CONSIGNES ::
Reproduisez tel quel le passage du texte sur le front des femmes qui va de « (Crédit photo : anonyme) » à « que de 13% ! ».

Politique : Le « front » des femmes

(Crédit photo : anonyme)

A la veille d’élections municipales et législatives jugées « déterminantes » pour une classe politique qui n’a jamais été si éclatée que maintenant, les femmes haussent le ton.

Sans tenir compte de leurs appartenances politiques (majorité ou opposition), elles ont constitué un « front » où figurent d’anciennes ministres, parlementaires mais aussi des femmes qui occupent présentement des postes de responsabilité et qui estiment que le quota de 20%, reconnu par la Constitution, a chuté pour n’être plus que de 13% !

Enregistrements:
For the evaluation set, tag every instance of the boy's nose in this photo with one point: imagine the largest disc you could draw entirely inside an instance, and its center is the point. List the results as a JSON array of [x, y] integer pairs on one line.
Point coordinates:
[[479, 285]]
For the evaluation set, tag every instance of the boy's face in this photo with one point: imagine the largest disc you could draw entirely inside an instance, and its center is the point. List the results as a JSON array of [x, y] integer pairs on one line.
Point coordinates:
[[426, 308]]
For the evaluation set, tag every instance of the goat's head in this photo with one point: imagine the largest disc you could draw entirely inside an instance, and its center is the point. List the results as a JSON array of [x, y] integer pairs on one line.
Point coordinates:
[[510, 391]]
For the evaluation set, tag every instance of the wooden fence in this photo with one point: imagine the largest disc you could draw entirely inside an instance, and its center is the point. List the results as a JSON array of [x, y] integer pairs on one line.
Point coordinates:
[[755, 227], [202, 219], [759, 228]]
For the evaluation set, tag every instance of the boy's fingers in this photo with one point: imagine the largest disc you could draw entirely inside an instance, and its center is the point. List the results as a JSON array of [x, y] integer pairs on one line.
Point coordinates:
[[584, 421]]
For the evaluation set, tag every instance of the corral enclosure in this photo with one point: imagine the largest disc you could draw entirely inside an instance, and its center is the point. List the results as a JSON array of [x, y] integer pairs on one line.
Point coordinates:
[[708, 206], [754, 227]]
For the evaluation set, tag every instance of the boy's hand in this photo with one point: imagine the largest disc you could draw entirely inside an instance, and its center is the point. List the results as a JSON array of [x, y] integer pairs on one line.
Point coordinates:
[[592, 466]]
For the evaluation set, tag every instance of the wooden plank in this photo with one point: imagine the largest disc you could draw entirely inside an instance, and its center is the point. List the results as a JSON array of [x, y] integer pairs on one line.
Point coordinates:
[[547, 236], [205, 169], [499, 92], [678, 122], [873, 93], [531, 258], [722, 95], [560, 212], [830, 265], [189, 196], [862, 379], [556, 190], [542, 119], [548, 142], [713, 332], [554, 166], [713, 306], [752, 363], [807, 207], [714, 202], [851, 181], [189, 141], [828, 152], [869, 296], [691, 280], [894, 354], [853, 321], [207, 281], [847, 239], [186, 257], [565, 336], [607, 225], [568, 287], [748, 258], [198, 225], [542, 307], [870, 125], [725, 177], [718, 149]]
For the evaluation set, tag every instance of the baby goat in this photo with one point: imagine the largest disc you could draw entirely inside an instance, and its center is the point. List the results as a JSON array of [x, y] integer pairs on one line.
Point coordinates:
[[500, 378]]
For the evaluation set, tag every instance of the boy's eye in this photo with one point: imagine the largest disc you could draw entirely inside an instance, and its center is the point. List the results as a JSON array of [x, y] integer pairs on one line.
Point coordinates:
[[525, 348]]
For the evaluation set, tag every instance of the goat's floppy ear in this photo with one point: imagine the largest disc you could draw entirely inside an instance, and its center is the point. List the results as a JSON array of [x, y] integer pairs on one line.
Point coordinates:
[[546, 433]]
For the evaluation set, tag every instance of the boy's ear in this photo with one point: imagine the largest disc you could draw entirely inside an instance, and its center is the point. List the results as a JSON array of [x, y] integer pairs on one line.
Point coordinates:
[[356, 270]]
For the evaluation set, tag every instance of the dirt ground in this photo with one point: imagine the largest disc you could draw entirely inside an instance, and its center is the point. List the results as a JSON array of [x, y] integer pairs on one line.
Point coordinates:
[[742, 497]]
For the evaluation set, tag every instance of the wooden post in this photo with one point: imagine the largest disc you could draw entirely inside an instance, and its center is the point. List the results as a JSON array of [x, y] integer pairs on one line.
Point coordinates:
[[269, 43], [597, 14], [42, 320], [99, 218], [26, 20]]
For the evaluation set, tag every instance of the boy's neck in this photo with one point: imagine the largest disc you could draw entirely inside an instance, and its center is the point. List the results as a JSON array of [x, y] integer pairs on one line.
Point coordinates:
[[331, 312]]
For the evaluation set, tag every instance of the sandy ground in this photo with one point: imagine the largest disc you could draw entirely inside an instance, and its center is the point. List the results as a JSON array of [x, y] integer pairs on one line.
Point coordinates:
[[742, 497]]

RÉSULTAT ATTENDU ::
(Crédit photo : anonyme)

A la veille d’élections municipales et législatives jugées « déterminantes » pour une classe politique qui n’a jamais été si éclatée que maintenant, les femmes haussent le ton.

Sans tenir compte de leurs appartenances politiques (majorité ou opposition), elles ont constitué un « front » où figurent d’anciennes ministres, parlementaires mais aussi des femmes qui occupent présentement des postes de responsabilité et qui estiment que le quota de 20%, reconnu par la Constitution, a chuté pour n’être plus que de 13% !